Los respeto, queridos mineros, por esa sangre fría al irse a trabajar a más de 1.000 metros de profundidad, expuestos a no volver. Solo en el 2022, 120 de ellos entregaron su vida en las entrañas de la tierra. Seres buenos, laboriosos que dejaron inconsolables a madres, esposas, hermanos e hijos.
Fueron 120 funerales, tan tristes como discretos, pero sin eco, sin tocar casi la consciencia en la sociedad, no obstante que gracias a su trabajo de alto riesgo, millones de personas tuvieron calefacción y luz. El carbón suministra el 39 por ciento de la electricidad en el mundo.
Los mineros son personas de extracción humilde, sobre todo del campo; muchos no hallaron más opciones sobre la tierra. Pero que esta tragedia sirva al menos para que de una vez por todas se tecnifique al máximo este oficio, para que se haga más digno y seguro, se implementen todas medidas, todas las tecnologías y toda la humanidad para evitar que esos túneles desemboquen tan a menudo en el más allá.

# # # # # # #

## Tarea breve 1
Según el texto sobre los mineros, ¿qué porcentaje de la electricidad mundial proviene del carbón?
## Tarea breve 2
Prosigue el texto sobre los mineros a partir de su última oración.

# # # # # # #

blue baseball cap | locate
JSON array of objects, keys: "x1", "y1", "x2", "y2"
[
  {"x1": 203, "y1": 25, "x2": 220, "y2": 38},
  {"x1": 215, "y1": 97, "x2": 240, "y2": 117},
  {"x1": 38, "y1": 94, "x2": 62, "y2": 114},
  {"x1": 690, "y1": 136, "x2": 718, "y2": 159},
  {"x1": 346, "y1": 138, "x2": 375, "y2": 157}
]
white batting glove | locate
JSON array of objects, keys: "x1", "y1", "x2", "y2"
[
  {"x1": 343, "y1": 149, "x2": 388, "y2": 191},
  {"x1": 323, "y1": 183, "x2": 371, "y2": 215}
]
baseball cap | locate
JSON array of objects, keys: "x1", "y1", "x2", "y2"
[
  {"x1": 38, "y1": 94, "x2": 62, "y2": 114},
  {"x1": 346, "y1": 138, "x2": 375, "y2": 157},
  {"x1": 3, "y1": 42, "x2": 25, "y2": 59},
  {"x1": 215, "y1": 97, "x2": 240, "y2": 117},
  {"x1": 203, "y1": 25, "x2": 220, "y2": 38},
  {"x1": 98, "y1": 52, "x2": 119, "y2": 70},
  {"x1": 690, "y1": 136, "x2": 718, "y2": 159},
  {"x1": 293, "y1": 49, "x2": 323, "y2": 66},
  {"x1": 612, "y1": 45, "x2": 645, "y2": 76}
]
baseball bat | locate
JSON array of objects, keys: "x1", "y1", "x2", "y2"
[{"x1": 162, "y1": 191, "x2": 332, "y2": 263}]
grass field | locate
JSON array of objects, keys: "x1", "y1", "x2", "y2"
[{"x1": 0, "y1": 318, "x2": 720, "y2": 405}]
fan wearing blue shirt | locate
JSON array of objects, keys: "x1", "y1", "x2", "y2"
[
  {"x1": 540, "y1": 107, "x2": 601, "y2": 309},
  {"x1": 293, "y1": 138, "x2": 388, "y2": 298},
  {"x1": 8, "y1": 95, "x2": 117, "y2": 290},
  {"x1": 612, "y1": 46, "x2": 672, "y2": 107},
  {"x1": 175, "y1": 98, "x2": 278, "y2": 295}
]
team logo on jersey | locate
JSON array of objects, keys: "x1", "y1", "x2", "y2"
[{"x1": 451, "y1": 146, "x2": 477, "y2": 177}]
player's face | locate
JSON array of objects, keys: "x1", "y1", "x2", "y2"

# # # # # # #

## Respuesta 1
El 39 por ciento.

## Respuesta 2
¿Todos los mineros tienen seguro de vida? ¿Se pensionan con menos años de servicio? Pensaba en eso y en que en un país como el nuestro casi todos aquí estamos ante un túnel, a veces sin salida, o al menos muy incierto, como en el campo colombiano, cada vez menos productivo y más inseguro.
Los cocaleros trabajan a pérdida, como cualquier productor agrario... Por lo que sea, que nuestro café le dé en el coco a la coca es una noticia mundial.
Allí, especialmente a los jóvenes se les presentan muchos túneles. El de producir comida, casi siempre a pérdida, “ha dejado de ser atractivo”, como me dijo una amiga después de años de no vernos. El túnel de la violencia, de tomar el fusil en lugar del azadón, en que también la vida se puede ir como un tiro. El negro túnel del narcotráfico, por el que muchos se van de mula, pues les ofrecen las llaves de una blindada en vez de las de un tractor.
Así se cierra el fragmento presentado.